- What this task involves
Nothing before the line containing "Can you find the earring?" should appear; please restate that line and every later line word for word through the end of the listing.

- Entries provided
========================
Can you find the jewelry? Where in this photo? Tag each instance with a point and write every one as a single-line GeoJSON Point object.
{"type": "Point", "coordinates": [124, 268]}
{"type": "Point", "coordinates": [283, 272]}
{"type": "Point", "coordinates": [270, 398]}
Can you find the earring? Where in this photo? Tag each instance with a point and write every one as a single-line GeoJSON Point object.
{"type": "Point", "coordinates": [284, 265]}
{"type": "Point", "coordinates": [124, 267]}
========================
- Result for this exercise
Can you find the earring? Where in this photo? Tag each instance with a point and write every one as a single-line GeoJSON Point object.
{"type": "Point", "coordinates": [284, 265]}
{"type": "Point", "coordinates": [124, 267]}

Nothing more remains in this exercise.